Alıştırma görevi 1: İlk blog yazısını anımsayan metne göre o ilk yazıya hangi başlık verilmiş?
Alıştırma görevi 2: İlk blog yazısını anımsayan metni, son cümlesinden sonra devam ettirerek yazın.

==== Alıntılanan metin

23.Ocak.2013’müş tarihlerden. İlk
yazımı yazmışım. Başlığa da “İlk Merhabam ve Hayallere dair.” demişim. Açtım ve
duygulanarak okudum az önce. Ne kader acemice, ne kadar çekinerek, ne kadar
heyecanlanarak ve ne kadar çok noktalama ve boşluk hatası yaparak yazmışım. Ve
ne kadar çok iki nokta yan yana (..) kullanmışım. Yazı burada…Yazar olmayı
hayal etmişim, hayal etmeye devam ediyorum hâlâ.
Hayalimde her yaştan, her cinsten, her sosyal seviyeden insanla bu blog ortamında buluşmak var…
Ne kadar güzel olurdu; yüzünü görmediğim bir sürü insanın oluşturduğu bir zincirde halka olabilmek."

========
==== Kayıtlı satırlar

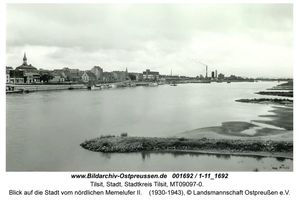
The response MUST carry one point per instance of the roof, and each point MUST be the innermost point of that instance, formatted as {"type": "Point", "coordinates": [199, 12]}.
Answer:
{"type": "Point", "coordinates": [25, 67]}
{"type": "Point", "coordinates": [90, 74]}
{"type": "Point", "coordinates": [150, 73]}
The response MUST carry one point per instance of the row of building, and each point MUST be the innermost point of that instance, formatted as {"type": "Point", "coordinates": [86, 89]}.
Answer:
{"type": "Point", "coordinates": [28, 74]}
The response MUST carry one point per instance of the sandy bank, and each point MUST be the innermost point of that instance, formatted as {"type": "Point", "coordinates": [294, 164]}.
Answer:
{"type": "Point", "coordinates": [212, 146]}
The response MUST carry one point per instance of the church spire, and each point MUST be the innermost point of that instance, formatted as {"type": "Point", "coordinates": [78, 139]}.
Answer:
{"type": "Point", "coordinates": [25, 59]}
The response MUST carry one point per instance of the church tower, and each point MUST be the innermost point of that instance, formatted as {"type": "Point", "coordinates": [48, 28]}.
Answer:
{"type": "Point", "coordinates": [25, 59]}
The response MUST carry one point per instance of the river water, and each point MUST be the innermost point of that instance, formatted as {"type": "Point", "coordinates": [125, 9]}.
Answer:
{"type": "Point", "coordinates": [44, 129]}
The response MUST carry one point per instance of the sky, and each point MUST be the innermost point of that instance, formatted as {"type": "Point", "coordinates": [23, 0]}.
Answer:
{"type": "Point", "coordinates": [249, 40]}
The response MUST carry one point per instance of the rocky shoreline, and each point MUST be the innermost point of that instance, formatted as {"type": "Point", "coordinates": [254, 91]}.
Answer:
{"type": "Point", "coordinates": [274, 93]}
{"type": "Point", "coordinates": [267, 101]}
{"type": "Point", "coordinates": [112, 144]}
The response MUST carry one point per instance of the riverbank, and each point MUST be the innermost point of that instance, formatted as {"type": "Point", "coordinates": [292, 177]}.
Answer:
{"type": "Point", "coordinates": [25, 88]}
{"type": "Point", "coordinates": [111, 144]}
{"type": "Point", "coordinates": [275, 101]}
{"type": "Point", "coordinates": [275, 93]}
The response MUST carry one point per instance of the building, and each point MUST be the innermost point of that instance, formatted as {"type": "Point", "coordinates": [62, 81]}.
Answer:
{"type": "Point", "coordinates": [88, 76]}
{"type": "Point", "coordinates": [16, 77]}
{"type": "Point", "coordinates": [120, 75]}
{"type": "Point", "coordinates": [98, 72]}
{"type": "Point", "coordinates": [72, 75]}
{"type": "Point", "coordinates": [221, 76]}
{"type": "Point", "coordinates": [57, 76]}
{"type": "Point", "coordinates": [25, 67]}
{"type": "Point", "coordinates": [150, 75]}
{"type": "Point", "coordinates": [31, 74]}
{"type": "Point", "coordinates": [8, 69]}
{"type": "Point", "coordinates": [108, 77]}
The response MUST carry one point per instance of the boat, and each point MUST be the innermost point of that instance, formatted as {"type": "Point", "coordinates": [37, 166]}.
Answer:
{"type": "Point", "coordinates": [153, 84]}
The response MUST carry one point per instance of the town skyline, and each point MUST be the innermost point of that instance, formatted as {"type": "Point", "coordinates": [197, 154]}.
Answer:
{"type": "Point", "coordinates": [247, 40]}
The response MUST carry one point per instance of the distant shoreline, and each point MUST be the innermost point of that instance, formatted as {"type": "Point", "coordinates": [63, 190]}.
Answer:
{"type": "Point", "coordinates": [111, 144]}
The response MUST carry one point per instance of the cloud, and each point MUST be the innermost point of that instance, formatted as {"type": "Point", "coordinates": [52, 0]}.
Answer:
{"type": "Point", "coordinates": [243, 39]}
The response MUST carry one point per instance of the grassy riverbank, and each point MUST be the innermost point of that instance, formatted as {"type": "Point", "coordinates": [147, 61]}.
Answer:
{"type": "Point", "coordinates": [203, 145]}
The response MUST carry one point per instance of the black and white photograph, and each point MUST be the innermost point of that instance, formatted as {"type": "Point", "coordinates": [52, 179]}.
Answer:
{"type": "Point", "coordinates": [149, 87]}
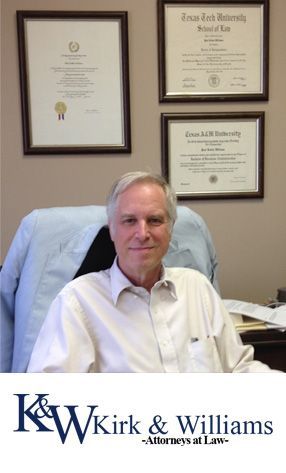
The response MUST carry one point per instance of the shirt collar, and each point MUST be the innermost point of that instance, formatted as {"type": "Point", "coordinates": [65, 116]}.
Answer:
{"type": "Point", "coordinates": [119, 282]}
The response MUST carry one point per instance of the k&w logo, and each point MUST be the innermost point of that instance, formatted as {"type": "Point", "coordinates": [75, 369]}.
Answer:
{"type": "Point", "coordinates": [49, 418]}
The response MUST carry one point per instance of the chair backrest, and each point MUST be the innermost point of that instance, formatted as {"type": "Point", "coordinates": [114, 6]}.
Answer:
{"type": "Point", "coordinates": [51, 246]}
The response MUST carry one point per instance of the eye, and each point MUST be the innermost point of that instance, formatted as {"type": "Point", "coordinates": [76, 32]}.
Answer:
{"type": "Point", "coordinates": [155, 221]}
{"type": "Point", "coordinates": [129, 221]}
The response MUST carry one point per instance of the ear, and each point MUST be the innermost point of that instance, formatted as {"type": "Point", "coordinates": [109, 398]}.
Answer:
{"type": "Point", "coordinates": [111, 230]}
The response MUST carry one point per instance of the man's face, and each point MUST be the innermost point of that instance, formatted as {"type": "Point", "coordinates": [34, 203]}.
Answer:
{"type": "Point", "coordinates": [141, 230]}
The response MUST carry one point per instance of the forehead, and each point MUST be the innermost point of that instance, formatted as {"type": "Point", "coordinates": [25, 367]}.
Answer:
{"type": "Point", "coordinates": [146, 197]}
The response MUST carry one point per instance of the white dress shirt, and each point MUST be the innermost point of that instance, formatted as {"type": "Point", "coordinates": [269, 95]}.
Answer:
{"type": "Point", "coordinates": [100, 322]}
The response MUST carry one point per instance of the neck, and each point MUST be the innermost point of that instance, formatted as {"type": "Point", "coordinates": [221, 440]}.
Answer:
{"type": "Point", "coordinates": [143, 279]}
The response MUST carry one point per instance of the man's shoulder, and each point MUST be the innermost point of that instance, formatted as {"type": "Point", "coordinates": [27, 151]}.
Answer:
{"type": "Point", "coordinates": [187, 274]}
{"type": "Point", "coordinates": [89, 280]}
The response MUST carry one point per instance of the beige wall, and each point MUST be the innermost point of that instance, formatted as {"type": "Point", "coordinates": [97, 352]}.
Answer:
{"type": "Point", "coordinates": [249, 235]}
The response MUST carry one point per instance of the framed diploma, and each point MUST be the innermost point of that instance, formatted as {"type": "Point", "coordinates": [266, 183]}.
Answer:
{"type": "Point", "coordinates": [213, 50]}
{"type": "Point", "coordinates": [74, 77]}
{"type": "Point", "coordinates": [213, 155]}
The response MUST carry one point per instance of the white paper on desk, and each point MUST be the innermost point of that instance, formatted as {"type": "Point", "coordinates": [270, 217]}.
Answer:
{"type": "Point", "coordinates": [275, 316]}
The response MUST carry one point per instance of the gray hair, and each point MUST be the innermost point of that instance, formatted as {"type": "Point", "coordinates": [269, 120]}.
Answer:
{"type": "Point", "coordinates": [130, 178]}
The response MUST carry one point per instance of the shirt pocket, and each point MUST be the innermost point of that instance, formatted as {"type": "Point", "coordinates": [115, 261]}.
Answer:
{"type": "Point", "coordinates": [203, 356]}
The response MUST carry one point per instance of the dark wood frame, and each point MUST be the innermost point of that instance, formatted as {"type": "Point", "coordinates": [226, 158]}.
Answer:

========
==== Kayıtlı satırlar

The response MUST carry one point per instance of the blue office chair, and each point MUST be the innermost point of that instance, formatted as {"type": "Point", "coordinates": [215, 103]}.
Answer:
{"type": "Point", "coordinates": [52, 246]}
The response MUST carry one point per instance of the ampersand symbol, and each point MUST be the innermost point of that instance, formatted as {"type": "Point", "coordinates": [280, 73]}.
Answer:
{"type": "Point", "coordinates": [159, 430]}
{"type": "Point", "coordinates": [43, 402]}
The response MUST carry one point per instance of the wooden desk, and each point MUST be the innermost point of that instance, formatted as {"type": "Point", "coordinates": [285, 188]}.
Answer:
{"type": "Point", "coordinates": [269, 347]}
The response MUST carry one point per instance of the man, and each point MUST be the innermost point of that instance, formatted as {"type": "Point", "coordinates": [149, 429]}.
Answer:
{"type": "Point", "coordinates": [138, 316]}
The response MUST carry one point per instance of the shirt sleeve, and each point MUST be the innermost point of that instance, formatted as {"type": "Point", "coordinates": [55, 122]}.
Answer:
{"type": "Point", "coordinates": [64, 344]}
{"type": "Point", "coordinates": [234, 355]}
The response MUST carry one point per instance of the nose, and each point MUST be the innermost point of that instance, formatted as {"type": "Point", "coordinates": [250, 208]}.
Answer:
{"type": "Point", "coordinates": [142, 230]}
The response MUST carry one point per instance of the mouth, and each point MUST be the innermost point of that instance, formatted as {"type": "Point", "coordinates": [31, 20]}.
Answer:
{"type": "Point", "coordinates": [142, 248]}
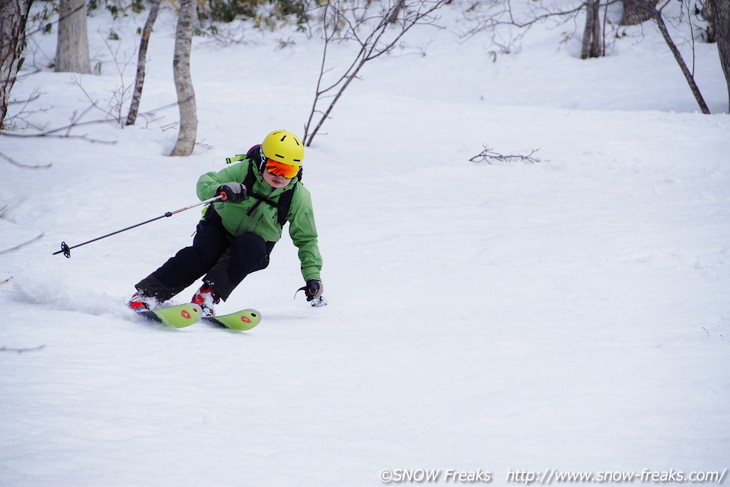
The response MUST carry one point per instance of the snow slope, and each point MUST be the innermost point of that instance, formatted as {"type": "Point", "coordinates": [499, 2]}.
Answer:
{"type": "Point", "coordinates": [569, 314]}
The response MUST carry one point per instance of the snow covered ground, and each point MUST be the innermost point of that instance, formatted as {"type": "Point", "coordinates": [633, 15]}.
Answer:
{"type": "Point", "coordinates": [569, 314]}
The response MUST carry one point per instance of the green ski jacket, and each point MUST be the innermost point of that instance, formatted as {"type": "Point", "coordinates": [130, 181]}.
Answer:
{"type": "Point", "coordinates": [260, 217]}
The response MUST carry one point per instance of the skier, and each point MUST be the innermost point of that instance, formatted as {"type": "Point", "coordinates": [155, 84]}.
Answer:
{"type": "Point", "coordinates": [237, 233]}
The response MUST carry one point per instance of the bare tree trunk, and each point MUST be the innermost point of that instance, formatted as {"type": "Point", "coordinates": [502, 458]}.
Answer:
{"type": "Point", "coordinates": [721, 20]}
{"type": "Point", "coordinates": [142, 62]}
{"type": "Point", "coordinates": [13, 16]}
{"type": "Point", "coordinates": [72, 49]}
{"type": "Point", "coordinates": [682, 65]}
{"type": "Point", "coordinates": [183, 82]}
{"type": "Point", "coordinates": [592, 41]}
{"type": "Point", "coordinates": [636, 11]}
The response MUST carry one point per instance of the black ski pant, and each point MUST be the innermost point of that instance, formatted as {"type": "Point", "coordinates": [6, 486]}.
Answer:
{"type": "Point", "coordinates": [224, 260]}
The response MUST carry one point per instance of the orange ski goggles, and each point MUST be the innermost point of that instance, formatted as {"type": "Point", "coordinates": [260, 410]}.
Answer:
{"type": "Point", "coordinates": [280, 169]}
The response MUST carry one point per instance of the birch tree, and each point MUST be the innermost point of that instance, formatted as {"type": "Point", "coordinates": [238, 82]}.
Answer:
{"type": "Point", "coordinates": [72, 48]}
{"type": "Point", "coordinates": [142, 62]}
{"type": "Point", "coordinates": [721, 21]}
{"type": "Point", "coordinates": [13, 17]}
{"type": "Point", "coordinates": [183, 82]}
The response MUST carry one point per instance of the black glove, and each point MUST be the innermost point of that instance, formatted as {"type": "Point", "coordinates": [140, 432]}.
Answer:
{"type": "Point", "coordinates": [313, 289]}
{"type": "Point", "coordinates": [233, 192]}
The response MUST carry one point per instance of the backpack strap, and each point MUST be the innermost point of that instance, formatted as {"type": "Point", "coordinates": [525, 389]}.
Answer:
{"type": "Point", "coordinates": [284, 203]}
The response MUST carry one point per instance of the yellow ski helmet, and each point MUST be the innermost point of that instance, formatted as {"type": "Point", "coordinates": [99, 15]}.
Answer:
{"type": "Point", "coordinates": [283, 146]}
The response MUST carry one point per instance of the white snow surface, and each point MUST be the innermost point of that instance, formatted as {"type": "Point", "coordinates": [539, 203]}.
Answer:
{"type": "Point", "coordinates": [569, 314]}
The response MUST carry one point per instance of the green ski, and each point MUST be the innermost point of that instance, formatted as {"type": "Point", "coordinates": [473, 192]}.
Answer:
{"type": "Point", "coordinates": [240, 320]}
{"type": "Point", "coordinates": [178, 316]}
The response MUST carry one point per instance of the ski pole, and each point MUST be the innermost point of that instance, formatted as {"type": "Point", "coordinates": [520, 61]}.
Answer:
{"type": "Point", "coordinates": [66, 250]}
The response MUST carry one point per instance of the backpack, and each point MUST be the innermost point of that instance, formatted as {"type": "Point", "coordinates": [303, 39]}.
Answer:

========

Alıştırma yanıtı 1: “İlk Merhabam ve Hayallere dair.”

Alıştırma yanıtı 2:
demişim bloga dair. Bak işte o oldu. Blog sayesinde yüzünü görmediğim, ama yakından tanımış kadar olduğum, yani öyle hissettiğim, acaba şimdi ne yapıyor diye düşündüğüm, ailelerine ve evlerine kelimeleriyle konuk olduğum bir sürü arkadaşım oldu blogosferde. Hem de dünyanın her yerinde bu arkadaşlarım. Zaman zaman yorumlarla fikir alış verişi yapıyoruz; zaman zaman mesajlaşıyoruz. Birbirimizden bir şeyler öğreniyoruz, birbirimizi merak ediyoruz. Bundan daha güzel kazanım olabilir mi? Zaten arkadaşlık da bir tür zihinler arası yolculuk değil mi? Evde Yazar olmasaydı sizlerle nasıl bu kadar yakın olabilirdik?
Dile kolay; 10 sene geçmiş aradan.
Kocaman 10 sene!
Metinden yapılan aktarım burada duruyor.